Instruction A = Rewrite everything in the listing from its first line down to the line containing "245 0 394 251", both ends included, and keep the requests. Multiply every bounding-box coordinate in the answers by 2.6 and round to whole numbers with halves rounded up, but leave the numbers in the requests and their format samples unchanged.

In the past five years, the High Accuracy Radial Velocity Planet Searcher, a special exoplanet-hunting device attached to a 3.6-meter telescope in La Silla, Chile, has spotted more than 75 alien planets, including 24 of the 28 known exoplanets with a mass less than 20 times that of Earth.

Given the high frequency of low-mass planets discovered by HARPS, the researchers think between 39 and 58 percent of solar-type stars host a planet with a mass of less than 50 Earth-masses.

"These findings consolidate the results of simulations of planet formation predicting a large population of super-Earths," astrophysicist Stephane Udry of Geneva University wrote in an email to Wired.com. "The formation models furthermore predict an even larger population of Earth-mass planets, providing solid scientific justifications for the development of ambitious programs (in space and on the ground) to look for those Earth-type planets."

Udry's announcement of the HARPS team's findings Monday at an exoplanet conference in Portugal marks the end of the first phase of HARPS research, and scientists say the project has been even more successful than they originally expected.

The HARPS instrument detects hidden exoplanets by looking for stellar "wobble," or a slight change in the radial velocity of potential host stars. The high-precision spectrograph can pick up even tiny fluctuations in a star's radial velocity — differences in speed of as little as 2.2 miles per hour — which are caused by the gravitational pull of a nearby planet.

Data entries =

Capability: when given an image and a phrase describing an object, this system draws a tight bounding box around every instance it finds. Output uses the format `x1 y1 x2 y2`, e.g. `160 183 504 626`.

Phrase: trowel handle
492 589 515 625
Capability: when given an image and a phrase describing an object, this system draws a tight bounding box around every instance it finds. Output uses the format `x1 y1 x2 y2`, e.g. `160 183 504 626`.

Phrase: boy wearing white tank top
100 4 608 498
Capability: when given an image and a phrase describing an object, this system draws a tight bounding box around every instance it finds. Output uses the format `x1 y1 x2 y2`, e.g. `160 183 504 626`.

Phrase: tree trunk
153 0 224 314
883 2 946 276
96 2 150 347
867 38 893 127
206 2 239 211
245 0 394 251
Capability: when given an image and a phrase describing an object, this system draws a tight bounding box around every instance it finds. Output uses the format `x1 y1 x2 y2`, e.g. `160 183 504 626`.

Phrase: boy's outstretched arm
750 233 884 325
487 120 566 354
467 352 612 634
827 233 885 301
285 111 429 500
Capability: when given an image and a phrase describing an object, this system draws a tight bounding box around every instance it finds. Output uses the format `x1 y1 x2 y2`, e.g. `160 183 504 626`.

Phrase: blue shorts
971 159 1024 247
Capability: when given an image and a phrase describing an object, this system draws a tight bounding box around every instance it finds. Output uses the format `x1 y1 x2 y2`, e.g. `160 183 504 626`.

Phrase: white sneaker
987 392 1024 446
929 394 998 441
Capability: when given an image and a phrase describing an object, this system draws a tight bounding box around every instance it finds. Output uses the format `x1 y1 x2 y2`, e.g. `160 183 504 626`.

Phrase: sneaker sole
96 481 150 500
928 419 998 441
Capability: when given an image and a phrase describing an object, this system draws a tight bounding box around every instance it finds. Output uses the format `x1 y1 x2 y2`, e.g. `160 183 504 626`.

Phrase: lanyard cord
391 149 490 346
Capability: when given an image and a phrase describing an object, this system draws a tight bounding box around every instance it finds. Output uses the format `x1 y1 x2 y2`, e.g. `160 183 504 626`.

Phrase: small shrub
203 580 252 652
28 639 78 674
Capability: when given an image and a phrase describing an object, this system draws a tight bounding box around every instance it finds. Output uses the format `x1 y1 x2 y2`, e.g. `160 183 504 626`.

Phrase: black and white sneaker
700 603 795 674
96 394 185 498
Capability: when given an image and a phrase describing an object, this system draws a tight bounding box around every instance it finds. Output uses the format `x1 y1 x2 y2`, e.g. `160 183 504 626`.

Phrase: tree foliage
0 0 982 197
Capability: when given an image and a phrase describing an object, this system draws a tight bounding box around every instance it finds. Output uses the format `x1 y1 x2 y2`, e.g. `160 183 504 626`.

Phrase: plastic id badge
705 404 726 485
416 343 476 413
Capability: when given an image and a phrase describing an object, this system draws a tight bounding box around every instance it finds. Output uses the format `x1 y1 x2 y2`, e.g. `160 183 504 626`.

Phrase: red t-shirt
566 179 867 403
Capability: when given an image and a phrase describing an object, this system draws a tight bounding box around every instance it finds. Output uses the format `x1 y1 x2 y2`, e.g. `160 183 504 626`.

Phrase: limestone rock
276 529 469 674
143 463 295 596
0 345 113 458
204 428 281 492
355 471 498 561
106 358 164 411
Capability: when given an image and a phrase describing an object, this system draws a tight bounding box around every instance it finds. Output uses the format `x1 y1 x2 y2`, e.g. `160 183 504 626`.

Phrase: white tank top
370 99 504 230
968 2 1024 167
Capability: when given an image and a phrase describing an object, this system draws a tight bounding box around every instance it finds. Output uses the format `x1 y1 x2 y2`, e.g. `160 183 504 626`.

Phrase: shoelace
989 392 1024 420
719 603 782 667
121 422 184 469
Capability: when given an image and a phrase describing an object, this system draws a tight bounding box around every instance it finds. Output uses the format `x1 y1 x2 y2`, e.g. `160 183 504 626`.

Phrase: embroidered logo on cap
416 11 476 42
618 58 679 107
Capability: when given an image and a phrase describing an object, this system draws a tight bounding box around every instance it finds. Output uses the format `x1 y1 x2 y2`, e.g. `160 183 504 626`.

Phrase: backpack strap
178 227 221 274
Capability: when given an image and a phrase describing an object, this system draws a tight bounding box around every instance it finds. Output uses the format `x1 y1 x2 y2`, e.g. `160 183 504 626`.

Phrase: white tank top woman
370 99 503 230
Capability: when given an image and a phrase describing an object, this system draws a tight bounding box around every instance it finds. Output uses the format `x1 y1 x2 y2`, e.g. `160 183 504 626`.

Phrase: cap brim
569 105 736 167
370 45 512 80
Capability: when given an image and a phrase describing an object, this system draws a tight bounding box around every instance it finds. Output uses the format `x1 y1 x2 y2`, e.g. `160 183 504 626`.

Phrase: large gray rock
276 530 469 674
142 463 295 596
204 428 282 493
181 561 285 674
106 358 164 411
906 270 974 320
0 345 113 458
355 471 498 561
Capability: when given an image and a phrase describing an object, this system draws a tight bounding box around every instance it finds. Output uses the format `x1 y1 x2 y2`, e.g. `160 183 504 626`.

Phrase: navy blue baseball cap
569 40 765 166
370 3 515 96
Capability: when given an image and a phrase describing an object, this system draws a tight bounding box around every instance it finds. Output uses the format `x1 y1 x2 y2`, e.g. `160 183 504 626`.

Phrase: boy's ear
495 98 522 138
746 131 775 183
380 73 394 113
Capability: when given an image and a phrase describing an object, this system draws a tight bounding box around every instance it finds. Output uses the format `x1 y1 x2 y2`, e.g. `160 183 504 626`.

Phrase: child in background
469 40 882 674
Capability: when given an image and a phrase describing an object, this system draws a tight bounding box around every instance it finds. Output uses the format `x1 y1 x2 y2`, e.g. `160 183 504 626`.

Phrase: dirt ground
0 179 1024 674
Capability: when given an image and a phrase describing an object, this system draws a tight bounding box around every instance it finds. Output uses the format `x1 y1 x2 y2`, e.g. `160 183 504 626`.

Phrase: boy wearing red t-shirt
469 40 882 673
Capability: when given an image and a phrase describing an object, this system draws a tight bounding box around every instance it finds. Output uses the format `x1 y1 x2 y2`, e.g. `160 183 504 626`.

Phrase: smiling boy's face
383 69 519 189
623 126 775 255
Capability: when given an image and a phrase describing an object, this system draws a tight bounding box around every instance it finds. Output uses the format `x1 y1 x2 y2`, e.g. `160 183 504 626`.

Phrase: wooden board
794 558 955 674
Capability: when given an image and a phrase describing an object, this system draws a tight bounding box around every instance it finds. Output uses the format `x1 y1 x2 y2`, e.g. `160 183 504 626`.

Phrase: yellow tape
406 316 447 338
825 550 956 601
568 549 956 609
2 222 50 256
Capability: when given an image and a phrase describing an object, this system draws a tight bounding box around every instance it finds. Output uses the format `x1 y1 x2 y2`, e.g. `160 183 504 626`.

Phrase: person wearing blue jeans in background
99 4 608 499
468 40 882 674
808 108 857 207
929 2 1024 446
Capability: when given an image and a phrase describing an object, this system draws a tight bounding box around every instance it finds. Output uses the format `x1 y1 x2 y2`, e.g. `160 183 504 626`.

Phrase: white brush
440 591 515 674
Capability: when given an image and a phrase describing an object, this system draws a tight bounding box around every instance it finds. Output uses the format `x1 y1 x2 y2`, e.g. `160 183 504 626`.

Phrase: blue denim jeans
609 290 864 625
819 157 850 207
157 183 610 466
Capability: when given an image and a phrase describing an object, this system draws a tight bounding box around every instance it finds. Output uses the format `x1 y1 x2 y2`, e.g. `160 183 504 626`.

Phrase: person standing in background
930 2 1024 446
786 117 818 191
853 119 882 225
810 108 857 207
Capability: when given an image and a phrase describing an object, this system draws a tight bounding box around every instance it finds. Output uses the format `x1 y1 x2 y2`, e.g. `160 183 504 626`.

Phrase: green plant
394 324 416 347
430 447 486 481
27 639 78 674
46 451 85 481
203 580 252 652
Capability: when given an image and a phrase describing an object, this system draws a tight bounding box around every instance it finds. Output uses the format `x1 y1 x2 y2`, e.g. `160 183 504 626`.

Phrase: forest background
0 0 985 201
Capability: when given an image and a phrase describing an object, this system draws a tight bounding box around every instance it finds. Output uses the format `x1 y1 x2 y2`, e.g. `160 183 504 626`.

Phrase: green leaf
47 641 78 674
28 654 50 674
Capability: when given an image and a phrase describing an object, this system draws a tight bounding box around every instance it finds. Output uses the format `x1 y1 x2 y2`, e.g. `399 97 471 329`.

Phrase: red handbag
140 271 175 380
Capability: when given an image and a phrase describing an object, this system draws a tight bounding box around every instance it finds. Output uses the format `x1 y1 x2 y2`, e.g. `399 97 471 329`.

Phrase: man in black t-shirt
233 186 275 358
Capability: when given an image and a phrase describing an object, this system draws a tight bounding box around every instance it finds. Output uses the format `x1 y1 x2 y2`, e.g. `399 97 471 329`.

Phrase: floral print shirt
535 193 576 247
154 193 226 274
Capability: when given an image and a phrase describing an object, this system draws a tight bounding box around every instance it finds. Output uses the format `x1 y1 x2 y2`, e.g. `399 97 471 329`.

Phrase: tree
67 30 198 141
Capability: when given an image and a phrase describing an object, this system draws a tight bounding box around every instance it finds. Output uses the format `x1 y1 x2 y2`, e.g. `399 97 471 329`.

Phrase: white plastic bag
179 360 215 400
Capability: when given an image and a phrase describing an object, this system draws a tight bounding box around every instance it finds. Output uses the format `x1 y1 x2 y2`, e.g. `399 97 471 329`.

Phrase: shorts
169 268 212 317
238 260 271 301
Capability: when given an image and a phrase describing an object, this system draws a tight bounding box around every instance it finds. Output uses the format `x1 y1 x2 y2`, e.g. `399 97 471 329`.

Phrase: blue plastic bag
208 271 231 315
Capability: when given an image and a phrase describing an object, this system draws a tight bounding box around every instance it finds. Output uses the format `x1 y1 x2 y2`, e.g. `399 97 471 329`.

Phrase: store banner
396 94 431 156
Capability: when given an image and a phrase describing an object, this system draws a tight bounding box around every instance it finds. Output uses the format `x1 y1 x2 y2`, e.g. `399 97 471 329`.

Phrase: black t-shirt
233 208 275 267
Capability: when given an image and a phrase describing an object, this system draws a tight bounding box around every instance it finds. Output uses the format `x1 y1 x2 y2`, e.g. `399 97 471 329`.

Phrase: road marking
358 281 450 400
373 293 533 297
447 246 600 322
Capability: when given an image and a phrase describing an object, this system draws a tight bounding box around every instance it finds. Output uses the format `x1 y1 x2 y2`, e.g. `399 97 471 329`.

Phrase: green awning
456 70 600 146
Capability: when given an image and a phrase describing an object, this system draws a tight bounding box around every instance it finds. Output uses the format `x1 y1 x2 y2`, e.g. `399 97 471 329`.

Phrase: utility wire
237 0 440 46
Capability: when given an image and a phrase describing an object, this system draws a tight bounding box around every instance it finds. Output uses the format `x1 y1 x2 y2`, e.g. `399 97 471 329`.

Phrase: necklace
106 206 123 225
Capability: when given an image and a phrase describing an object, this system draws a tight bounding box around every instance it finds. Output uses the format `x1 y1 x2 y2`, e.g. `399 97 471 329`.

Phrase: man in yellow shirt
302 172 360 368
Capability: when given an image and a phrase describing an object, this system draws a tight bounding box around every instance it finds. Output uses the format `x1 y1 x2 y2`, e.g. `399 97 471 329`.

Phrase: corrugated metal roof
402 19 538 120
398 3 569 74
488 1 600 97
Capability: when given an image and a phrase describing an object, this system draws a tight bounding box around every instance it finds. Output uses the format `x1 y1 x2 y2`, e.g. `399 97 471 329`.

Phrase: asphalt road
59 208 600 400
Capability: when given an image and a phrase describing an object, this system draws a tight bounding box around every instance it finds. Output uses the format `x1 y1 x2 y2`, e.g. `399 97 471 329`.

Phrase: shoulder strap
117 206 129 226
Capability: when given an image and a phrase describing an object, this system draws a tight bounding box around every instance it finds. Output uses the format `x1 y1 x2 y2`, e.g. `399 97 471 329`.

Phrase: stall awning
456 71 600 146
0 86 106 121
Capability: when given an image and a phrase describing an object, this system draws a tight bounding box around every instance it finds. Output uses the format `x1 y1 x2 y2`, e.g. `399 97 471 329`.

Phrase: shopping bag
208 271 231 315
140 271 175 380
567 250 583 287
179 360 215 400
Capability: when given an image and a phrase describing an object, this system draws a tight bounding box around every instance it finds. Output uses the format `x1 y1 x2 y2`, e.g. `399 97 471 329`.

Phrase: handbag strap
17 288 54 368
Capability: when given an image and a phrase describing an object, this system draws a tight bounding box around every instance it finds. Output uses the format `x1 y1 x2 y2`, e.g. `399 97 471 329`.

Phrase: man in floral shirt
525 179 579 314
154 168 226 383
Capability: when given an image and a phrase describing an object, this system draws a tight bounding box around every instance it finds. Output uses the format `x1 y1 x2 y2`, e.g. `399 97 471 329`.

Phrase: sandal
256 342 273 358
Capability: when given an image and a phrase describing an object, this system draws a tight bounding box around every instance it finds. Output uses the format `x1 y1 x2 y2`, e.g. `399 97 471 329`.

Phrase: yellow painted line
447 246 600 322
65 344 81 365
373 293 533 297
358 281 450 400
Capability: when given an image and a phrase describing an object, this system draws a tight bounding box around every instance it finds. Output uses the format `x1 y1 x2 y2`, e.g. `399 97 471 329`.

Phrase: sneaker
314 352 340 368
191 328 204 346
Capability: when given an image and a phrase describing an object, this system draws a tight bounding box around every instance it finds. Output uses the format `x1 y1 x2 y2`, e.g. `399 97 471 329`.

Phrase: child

Instruction B = From the HARPS exoplanet article above, copy everything from "Given the high" down to "than 50 Earth-masses." word for word.

Written response A =
Capability: when given an image and a phrase describing an object, this system draws a tight bounding box around every instance it finds. Output uses the format `x1 y1 x2 y2`, e.g. `160 183 504 626`.

Phrase: trowel handle
1279 1531 1339 1625
Capability: when given an image and a phrase describing an object, this system draws a tight bounding box around every instance it finds. Output uses the format `x1 y1 x2 y2`, e.g. `160 183 504 626`.

Phrase: boy wearing white tank top
260 10 1581 1295
Capability: when given an image and a phrase describing an object, this system draws a tight bounding box around every instance it finds. Output uses the format `x1 y1 x2 y2`, e.g. `160 183 504 626`.

Phrase: tree trunk
398 0 582 816
2296 5 2460 718
250 5 390 902
2254 99 2322 330
536 5 621 549
637 0 1024 653

Written response B =
Given the high frequency of low-mass planets discovered by HARPS, the researchers think between 39 and 58 percent of solar-type stars host a planet with a mass of less than 50 Earth-masses.